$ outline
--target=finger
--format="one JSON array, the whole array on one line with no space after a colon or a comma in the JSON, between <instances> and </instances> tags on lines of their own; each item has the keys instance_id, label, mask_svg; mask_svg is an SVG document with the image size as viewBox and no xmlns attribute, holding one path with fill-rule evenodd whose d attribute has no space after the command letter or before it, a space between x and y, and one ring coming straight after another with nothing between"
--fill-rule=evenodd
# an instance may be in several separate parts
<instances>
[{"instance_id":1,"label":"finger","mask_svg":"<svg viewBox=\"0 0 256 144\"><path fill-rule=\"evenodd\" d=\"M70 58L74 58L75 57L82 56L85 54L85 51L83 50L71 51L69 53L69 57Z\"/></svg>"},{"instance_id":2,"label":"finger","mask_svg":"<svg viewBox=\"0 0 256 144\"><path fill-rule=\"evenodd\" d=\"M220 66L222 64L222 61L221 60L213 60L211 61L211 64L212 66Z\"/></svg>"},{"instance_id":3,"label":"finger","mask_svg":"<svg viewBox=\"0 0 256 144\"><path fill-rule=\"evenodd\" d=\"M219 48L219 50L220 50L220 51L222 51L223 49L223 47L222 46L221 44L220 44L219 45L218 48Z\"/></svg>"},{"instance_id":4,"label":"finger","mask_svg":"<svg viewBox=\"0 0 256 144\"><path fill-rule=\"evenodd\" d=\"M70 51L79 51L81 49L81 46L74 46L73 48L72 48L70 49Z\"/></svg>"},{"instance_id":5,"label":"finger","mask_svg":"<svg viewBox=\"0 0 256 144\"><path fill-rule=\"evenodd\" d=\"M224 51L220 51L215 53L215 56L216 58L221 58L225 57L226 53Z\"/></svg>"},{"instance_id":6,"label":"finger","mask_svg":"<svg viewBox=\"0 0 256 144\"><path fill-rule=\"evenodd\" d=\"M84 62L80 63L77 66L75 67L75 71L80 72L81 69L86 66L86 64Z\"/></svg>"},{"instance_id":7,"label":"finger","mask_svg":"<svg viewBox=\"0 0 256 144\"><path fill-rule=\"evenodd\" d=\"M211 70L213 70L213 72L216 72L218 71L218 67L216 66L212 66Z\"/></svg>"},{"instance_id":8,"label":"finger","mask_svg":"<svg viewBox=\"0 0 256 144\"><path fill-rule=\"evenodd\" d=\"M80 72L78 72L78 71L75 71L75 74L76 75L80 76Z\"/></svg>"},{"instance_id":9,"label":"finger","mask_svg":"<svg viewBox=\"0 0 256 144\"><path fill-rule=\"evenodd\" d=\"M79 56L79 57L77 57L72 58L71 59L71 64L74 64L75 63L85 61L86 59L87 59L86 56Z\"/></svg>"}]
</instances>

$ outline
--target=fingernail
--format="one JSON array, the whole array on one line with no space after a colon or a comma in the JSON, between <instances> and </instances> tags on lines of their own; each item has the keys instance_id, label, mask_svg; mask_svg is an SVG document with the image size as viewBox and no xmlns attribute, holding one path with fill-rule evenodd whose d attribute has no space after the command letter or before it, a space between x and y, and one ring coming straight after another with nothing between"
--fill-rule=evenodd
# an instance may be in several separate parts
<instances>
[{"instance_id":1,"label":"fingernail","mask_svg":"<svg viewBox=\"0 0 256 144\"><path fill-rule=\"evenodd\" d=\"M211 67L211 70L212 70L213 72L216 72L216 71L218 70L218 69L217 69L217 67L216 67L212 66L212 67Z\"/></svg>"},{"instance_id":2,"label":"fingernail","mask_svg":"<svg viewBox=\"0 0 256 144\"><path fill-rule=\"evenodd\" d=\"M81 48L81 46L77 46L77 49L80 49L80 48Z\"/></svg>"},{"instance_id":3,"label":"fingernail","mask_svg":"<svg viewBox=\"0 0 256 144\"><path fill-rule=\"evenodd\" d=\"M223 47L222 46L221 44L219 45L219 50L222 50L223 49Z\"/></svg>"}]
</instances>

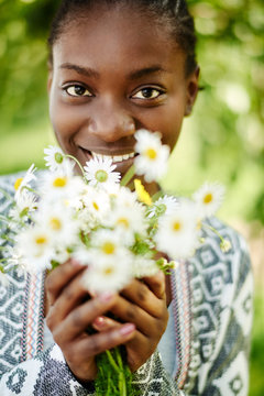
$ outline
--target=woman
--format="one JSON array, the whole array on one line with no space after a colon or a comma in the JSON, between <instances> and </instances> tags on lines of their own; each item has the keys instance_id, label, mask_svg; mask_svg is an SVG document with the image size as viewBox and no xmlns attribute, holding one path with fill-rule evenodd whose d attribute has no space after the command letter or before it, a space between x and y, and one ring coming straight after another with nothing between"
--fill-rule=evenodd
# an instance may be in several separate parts
<instances>
[{"instance_id":1,"label":"woman","mask_svg":"<svg viewBox=\"0 0 264 396\"><path fill-rule=\"evenodd\" d=\"M158 130L173 150L198 92L185 1L65 0L48 42L50 114L65 153L82 165L94 154L110 155L123 175L134 161L136 130ZM10 182L2 179L7 190ZM84 267L73 261L45 285L44 274L25 279L14 273L2 287L1 395L94 394L96 355L120 344L142 395L246 395L249 256L233 230L211 222L230 240L228 254L209 234L169 277L133 280L119 295L84 301ZM96 334L87 334L90 324Z\"/></svg>"}]
</instances>

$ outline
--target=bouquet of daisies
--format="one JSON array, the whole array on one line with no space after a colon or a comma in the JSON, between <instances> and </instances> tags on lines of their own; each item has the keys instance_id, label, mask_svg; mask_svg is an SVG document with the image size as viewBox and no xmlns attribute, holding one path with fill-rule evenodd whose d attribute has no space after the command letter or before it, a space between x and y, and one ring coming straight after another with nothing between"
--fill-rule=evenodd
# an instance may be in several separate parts
<instances>
[{"instance_id":1,"label":"bouquet of daisies","mask_svg":"<svg viewBox=\"0 0 264 396\"><path fill-rule=\"evenodd\" d=\"M48 170L37 175L32 165L15 182L12 208L1 218L12 243L3 248L0 273L13 266L36 273L75 258L87 265L82 278L87 290L100 294L119 292L133 277L168 272L190 257L202 243L202 220L221 205L223 187L205 184L193 199L151 197L135 175L147 183L160 179L167 169L169 148L162 145L157 132L140 130L135 139L136 156L122 179L111 157L95 155L82 167L59 147L45 148ZM133 188L128 188L131 180ZM219 238L227 251L228 241ZM157 252L169 258L156 258ZM101 364L107 364L107 356L121 375L110 394L129 395L128 367L119 351L109 353Z\"/></svg>"}]
</instances>

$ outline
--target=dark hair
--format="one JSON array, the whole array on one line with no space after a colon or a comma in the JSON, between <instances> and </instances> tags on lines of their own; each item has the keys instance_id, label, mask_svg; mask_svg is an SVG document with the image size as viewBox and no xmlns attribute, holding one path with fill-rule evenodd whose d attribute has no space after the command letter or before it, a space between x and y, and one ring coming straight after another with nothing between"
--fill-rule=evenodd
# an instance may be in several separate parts
<instances>
[{"instance_id":1,"label":"dark hair","mask_svg":"<svg viewBox=\"0 0 264 396\"><path fill-rule=\"evenodd\" d=\"M186 53L186 75L188 76L197 67L196 62L196 33L194 18L188 11L185 0L62 0L55 15L48 37L50 62L52 64L52 48L54 43L64 33L69 18L78 18L84 10L92 7L106 6L132 6L156 15L158 21L166 21L176 43Z\"/></svg>"}]
</instances>

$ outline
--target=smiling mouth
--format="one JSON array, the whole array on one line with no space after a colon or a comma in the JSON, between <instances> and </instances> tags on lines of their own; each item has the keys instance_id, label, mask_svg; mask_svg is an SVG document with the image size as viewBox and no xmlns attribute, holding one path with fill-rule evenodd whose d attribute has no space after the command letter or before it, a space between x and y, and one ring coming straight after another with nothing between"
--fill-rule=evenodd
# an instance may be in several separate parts
<instances>
[{"instance_id":1,"label":"smiling mouth","mask_svg":"<svg viewBox=\"0 0 264 396\"><path fill-rule=\"evenodd\" d=\"M96 153L94 151L90 150L86 150L80 147L81 151L85 153L86 157L88 161L90 161L91 158L98 158L98 160L111 160L112 163L123 163L125 161L129 161L131 158L134 158L136 155L139 155L135 152L131 152L131 153L125 153L125 154L119 154L119 155L109 155L109 154L101 154L101 153Z\"/></svg>"}]
</instances>

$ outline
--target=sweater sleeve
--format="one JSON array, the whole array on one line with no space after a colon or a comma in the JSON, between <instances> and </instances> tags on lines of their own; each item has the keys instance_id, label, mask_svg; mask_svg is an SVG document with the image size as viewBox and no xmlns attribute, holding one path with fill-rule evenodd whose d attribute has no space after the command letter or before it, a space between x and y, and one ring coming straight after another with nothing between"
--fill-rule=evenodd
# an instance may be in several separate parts
<instances>
[{"instance_id":1,"label":"sweater sleeve","mask_svg":"<svg viewBox=\"0 0 264 396\"><path fill-rule=\"evenodd\" d=\"M61 349L54 344L48 350L18 364L0 380L1 396L88 396L95 395L82 387L65 362Z\"/></svg>"},{"instance_id":2,"label":"sweater sleeve","mask_svg":"<svg viewBox=\"0 0 264 396\"><path fill-rule=\"evenodd\" d=\"M134 375L141 395L248 395L253 276L244 240L229 228L222 232L232 243L231 252L222 253L219 241L211 238L190 263L193 334L187 380L179 388L177 375L173 381L155 352ZM217 264L209 265L210 260Z\"/></svg>"}]
</instances>

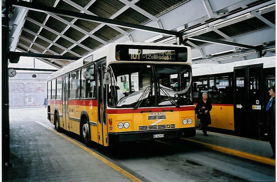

________

**Short exercise**:
Can you pull out every line of the listing above that contains the string "target"? Count a line only if its case matches.

**Task answer**:
--target=finger
--target=fingernail
--target=woman
--target=bouquet of daisies
--target=dark hair
--target=smiling mouth
--target=sweater sleeve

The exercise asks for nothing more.